WORK TO COMPLETE: Continue the employment agreement excerpt from the point at which it ends.

DOCUMENT TEXT:
● ● ● ● ●
This Agreement and all rights of the Executive hereunder shall inure to the benefit of, and be enforceable by, the Executive’s personal or legal representatives, executors, administrators, successors, heirs, distributees, devisees and
legatees. 
 9. MISCELLANEOUS PROVISIONS. 
 (a) Notice. Notices and all other communications contemplated by this Agreement shall be in writing and shall be deemed to
have been duly given when personally delivered or when mailed by overnight courier, U.S. registered or certified mail, return receipt requested and postage prepaid. In the case of the Executive, mailed notices shall be addressed to him at the
home address which he most recently communicated to the Company in writing. In the case of the Company, mailed notices shall be addressed to its corporate headquarters, and all notices shall be directed to the attention of its Secretary.

 (b) Modifications and Waivers. No provision of this Agreement shall be modified, waived or discharged unless
the modification, waiver or discharge is agreed to in writing and signed by the Executive and by an authorized officer of the Company (other than the Executive), No waiver by either party of any breach of, or of compliance with, any condition or
provision of this Agreement by the other party shall be considered a waiver of any other condition or provision or of the same condition or provision at another time. 
 (c) Whole Agreement. The Prior Agreement is hereby amended in its entirety and restated herein. Such amendment and
restatement is effective upon the execution of this Agreement by the Company and Executive. Upon such execution, all provisions of, rights granted and covenants made in the Prior Agreement are hereby waived, released and superseded in their entirety
and shall have no further force or effect. No other agreements, representations or understandings (whether oral or written) which are not expressly set forth in this Agreement have been made or entered into by either party with respect to the
subject matter of this Agreement. This Agreement and the Proprietary Information Agreement contain the entire understanding of the parties with respect to the subject matter hereof. 
 (d) Withholding Taxes. All payments made under this Agreement shall be subject to reduction to reflect taxes or other
charges required to be withheld by law. 
 (e) Choice of Law. The validity, interpretation, construction and
performance of this Agreement shall be governed by the laws of the State of California (except provisions governing the choice of law). 
  

 7. 

 (f) Severability. The invalidity or unenforceability of any provision or
provisions of this Agreement shall not affect the validity or enforceability of any other provision hereof, which shall remain in full force and effect. 
 (g) Arbitration. Any controversy or claim arising out of or relating to this Agreement or the breach thereof, or the Executive’s Employment or the termination thereof, shall be settled in South San
Francisco, California, by arbitration in accordance with the National Rules for the Resolution of Employment Disputes of the American Arbitration Association. The decision of the arbitrator shall be final and binding on the patties, and judgment on
the award rendered by the arbitrator may be entered in any court having jurisdiction thereof. The arbitration will be in lieu of a jury trial and Executive and the Company each waive their right to a jury trial. The parties hereby agree that the
arbitrator shall be empowered to enter an equitable decree mandating specific enforcement of the terms of this Agreement. The Company and the Executive shall share equally all fees and expenses of the arbitrator. Both parties hereby consent to
personal jurisdiction of the state and federal courts located in the State of California for any action or proceeding arising from or relating to this Agreement or relating to any arbitration in which the parties are participants.
● ● ● ● ●
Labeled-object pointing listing
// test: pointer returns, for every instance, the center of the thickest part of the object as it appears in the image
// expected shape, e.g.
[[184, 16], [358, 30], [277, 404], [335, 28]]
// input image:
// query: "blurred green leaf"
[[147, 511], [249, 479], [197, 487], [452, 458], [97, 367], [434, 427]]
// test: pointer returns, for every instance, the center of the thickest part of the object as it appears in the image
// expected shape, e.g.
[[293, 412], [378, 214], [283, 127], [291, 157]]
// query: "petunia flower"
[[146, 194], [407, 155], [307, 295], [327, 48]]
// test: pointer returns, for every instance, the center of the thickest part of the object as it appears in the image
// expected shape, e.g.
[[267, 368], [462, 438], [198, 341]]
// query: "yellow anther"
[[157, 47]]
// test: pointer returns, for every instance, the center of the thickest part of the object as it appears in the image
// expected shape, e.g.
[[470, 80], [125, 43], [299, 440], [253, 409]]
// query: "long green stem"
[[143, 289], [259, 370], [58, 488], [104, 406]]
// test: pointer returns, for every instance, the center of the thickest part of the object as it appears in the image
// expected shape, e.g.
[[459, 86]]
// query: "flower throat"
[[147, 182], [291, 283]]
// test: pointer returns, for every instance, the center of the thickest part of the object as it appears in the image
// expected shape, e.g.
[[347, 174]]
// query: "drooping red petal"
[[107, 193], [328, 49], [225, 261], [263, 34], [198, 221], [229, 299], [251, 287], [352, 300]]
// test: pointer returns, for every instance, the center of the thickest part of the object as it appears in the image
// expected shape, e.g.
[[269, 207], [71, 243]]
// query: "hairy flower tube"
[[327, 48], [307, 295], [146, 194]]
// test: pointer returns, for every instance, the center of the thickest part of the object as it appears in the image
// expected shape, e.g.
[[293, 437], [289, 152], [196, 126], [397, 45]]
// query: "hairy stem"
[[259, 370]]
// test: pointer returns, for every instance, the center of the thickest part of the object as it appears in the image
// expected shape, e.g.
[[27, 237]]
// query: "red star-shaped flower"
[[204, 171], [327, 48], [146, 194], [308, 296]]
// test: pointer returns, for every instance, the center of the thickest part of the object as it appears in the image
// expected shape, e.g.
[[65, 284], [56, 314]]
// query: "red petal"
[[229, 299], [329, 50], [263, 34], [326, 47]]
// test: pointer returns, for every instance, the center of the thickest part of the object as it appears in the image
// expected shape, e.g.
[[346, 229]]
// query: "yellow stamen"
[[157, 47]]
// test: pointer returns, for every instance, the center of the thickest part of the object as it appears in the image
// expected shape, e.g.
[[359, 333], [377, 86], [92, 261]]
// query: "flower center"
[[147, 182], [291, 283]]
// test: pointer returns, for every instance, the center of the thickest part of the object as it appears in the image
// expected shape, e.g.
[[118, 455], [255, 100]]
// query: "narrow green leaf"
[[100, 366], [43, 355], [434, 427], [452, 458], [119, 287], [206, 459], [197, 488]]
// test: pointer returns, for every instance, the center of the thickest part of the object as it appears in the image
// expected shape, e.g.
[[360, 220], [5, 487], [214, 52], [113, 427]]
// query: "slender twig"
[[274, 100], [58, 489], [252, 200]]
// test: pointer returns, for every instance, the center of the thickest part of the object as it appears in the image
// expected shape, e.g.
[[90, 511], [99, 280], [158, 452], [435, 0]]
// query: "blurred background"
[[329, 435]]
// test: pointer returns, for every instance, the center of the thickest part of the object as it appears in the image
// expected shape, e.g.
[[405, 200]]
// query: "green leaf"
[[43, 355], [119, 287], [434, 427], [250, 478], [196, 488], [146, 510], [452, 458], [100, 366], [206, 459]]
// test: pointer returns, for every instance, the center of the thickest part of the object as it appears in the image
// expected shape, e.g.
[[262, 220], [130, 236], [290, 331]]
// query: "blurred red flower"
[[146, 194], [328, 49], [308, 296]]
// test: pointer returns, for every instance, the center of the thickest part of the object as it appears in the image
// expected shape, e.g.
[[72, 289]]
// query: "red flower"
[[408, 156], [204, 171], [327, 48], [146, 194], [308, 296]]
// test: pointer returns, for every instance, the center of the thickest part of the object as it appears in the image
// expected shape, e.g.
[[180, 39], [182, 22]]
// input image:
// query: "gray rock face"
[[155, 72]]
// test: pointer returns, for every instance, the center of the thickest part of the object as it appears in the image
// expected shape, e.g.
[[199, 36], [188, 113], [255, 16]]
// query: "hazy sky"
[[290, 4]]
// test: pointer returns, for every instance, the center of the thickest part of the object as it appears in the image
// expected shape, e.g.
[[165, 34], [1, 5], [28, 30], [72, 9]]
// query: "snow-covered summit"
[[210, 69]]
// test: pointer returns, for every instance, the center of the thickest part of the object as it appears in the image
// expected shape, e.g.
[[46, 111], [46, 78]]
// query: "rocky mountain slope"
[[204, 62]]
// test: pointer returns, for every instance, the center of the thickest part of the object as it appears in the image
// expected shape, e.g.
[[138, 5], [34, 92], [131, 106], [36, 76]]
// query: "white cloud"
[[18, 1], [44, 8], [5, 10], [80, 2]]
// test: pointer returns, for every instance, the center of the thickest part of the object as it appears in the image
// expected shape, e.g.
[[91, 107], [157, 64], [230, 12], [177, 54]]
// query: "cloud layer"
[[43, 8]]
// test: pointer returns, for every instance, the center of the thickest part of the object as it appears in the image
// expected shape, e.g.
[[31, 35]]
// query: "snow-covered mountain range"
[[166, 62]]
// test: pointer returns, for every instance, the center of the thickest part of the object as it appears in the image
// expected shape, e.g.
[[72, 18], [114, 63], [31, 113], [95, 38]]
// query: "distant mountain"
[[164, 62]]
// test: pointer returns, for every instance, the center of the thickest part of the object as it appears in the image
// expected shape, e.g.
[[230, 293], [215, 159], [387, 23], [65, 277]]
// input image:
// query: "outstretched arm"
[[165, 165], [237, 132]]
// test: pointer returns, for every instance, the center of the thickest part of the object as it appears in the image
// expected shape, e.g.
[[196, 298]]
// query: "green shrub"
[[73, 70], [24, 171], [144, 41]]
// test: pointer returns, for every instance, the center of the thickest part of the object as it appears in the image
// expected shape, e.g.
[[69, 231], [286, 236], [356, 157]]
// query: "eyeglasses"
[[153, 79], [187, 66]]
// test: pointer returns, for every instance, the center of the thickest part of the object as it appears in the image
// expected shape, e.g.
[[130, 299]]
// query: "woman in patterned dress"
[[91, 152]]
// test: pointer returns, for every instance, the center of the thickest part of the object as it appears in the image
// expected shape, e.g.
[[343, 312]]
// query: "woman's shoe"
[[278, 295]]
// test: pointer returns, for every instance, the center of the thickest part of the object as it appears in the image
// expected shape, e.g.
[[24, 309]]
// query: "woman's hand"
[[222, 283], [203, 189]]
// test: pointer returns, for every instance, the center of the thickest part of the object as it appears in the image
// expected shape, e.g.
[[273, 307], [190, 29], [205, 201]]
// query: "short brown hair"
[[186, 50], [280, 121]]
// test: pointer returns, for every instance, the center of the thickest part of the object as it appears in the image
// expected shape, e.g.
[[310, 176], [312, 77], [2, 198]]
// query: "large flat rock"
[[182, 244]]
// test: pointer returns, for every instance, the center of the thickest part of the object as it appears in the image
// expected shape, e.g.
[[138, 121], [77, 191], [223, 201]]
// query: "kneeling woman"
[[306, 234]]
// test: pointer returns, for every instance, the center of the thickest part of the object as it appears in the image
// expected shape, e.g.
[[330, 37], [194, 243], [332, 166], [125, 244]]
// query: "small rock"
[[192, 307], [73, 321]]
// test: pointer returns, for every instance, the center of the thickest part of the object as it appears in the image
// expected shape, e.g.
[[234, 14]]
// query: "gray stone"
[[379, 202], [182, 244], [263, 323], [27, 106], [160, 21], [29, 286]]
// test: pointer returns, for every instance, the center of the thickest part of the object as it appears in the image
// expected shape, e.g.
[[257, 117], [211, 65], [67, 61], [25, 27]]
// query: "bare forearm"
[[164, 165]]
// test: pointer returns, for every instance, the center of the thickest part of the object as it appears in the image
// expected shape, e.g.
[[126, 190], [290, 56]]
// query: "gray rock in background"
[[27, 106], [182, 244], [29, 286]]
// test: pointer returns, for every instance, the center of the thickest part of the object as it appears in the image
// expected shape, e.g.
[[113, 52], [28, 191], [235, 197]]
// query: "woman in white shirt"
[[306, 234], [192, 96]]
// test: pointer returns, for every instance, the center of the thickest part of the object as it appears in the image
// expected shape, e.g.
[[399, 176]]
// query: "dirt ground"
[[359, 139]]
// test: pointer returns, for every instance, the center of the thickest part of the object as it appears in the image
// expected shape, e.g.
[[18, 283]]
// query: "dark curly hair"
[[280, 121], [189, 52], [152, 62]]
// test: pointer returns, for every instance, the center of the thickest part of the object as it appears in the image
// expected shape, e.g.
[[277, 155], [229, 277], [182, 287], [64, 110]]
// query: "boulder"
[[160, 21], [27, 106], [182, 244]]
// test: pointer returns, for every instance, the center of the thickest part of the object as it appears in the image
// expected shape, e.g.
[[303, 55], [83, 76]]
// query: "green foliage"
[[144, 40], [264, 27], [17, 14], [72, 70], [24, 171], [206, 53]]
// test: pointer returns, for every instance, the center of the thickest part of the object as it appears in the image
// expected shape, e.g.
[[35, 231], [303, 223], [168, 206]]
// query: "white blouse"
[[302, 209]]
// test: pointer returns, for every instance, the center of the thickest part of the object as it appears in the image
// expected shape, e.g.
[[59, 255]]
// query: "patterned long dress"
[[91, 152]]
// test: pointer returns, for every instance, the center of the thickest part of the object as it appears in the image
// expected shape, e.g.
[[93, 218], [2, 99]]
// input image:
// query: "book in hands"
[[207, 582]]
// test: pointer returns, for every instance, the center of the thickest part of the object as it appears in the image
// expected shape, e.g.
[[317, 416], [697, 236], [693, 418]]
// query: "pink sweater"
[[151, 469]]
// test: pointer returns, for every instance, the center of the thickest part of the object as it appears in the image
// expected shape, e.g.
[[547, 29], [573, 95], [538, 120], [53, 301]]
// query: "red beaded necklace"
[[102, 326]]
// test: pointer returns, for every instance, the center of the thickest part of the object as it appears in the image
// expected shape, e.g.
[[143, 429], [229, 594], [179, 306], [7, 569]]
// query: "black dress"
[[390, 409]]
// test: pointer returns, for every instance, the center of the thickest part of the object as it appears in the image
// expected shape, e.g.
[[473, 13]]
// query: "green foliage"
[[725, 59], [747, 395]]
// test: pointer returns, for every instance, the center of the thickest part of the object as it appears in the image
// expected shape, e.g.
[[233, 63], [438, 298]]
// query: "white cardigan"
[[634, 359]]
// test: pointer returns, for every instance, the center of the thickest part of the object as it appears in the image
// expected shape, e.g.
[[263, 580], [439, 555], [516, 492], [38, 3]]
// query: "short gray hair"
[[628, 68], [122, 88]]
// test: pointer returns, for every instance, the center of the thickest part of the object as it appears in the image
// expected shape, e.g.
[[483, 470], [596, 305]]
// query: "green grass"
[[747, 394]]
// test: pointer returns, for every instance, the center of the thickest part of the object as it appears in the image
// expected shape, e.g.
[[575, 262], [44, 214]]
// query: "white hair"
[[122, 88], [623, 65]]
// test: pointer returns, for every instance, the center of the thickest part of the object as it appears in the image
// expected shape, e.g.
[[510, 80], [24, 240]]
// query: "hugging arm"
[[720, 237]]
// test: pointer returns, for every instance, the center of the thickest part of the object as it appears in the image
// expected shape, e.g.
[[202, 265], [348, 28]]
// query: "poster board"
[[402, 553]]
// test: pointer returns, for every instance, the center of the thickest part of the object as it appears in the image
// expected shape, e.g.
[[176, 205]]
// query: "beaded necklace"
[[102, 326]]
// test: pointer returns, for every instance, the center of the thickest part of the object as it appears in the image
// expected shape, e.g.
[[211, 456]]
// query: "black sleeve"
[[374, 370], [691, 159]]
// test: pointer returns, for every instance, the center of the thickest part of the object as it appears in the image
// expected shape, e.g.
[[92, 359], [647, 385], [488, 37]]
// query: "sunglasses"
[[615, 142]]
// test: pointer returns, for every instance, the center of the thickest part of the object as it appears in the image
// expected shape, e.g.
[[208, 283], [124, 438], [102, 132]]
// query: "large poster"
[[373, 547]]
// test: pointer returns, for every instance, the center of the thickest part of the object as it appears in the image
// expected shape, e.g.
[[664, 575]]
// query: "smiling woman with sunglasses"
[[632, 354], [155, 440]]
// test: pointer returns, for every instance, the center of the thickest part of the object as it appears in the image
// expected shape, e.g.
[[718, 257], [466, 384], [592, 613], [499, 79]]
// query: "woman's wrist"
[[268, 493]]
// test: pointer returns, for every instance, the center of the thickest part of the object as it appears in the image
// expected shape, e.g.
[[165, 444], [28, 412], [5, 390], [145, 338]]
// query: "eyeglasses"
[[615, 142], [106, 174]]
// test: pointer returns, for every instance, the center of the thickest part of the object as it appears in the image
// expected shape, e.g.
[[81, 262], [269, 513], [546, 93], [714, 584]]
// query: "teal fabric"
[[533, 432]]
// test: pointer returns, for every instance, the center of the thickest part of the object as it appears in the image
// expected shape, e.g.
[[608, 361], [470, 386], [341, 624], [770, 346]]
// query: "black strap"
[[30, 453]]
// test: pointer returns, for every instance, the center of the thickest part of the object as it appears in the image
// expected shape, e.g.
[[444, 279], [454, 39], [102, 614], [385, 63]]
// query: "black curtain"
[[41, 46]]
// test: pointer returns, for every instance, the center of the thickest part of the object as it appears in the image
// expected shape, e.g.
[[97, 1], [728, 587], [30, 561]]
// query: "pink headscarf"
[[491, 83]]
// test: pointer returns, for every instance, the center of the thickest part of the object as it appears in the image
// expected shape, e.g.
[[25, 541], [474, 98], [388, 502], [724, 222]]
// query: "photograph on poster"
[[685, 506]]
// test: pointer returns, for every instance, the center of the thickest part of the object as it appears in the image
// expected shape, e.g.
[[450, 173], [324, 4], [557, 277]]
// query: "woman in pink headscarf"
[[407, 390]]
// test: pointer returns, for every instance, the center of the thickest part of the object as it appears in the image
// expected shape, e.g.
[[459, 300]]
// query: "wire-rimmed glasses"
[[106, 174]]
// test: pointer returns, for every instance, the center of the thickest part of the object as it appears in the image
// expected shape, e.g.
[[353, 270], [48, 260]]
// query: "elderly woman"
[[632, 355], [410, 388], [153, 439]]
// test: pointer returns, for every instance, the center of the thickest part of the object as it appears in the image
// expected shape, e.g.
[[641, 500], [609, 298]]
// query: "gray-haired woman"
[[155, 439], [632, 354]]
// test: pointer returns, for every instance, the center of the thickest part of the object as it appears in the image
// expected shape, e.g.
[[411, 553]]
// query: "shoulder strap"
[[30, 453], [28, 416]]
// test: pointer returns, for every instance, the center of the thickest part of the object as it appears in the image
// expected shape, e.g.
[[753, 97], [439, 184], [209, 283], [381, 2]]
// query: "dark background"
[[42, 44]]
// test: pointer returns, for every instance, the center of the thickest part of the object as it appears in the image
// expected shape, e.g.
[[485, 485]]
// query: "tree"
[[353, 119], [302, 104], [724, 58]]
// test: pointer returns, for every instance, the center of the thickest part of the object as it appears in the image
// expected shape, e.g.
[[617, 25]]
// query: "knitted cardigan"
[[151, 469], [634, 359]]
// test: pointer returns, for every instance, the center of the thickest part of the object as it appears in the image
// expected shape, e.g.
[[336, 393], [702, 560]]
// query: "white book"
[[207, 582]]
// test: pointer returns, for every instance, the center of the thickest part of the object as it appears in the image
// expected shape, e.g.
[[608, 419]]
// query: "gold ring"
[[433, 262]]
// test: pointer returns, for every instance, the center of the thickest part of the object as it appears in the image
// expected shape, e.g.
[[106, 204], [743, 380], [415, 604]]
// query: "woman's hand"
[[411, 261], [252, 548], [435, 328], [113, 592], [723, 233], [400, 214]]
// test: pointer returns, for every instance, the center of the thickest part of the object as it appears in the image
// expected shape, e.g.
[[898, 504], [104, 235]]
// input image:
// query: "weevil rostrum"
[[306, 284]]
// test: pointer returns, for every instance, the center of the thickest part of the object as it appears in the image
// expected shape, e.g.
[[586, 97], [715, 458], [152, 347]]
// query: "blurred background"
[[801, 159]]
● ● ● ● ●
THE ANSWER:
 (h) No Assignment. This Agreement and all rights and obligations of the Executive hereunder are personal to the Executive
and may not be transferred or assigned by the Executive at any time. The Company may assign its rights under this Agreement to any entity that assumes the Company’s obligations hereunder in connection with any sale or transfer of all or
a substantial portion of the Company’s assets to such entity. 
 (i) Counterparts. This Agreement may be
executed in two or more counterparts, each of which shall be deemed an original, but all of which together shall constitute one and the same instrument. 
 IN WITNESS WHEREOF, each of the parties has executed this Agreement, in the case of the Company by its duly authorized officer, as of the day and year
first above written. 
  

			
	WILLIAM D. YOUNG
	
	/s/ William D. Young
	
	MONOGRAM BIOSCIENCES, INC.
		
	By:	 	/s/ Kathy L. Hibbs
	Title:	 	Senior Vice President and General Counsel

  

 8. 

 [Exhibit A – Form of Release] 
 GENERAL RELEASE OF ALL CLAIMS 
 In consideration of the benefits to be paid to me by
Monogram Biosciences, Inc. in accordance with the Amended and Restated Employment Agreement entered into as of September __, 2007, I hereby fully and forever release and discharge Monogram Biosciences, Inc. and its directors, officers, employees,
agents, successors, predecessors, subsidiaries, shareholders, employee benefit plans and assigns (together the “Company”), from all claims and causes of action arising out of or relating in any way to my employment with the Company,
including the termination of my employment.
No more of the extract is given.